* _Activity_: Look below for the line containing "Exercise. Point out each instance of the tray" and the line containing "Exercise. Point out each instance of the plastic"; repeat exactly those two lines and all lines between them, and nothing else.

* _Available data_:
• • • • • • •

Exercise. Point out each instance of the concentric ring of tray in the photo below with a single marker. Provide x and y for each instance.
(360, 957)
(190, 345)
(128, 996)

• • • • • • •

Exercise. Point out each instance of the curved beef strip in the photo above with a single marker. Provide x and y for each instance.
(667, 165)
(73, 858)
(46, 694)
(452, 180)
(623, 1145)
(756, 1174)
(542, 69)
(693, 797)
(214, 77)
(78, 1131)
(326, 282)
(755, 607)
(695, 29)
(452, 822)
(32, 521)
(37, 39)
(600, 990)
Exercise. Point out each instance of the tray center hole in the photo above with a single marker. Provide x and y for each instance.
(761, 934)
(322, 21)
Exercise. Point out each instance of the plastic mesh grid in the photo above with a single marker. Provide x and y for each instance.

• • • • • • •

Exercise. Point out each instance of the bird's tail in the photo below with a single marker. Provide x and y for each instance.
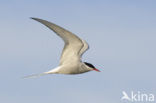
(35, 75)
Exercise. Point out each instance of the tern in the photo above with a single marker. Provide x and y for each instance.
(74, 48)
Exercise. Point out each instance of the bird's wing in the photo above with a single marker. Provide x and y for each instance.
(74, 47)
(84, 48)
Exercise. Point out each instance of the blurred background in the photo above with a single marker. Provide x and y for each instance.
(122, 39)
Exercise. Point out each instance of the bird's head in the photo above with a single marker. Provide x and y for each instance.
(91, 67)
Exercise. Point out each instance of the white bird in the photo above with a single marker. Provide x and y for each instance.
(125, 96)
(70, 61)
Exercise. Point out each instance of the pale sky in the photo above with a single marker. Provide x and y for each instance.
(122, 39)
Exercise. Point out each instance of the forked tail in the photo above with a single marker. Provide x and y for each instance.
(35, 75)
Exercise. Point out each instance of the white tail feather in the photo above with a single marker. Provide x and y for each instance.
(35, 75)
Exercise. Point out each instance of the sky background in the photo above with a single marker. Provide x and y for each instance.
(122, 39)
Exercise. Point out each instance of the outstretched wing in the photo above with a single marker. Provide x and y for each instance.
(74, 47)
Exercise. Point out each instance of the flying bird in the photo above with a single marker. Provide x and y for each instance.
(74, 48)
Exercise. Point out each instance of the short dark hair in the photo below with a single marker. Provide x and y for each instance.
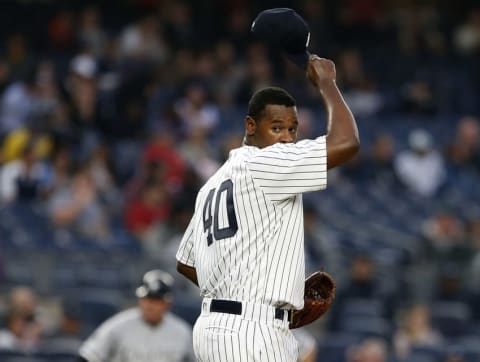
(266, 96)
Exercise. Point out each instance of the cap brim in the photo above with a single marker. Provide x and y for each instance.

• • • • • • •

* _Exercise result_:
Exercise. Point out each instance of the tray center hole in the photo above with a single marker. Provide x and y for each instance.
(761, 934)
(322, 21)
Exercise. Point out each instance of the plastic mesh grid in the photo above with a single marker. Provide x and y for each instance.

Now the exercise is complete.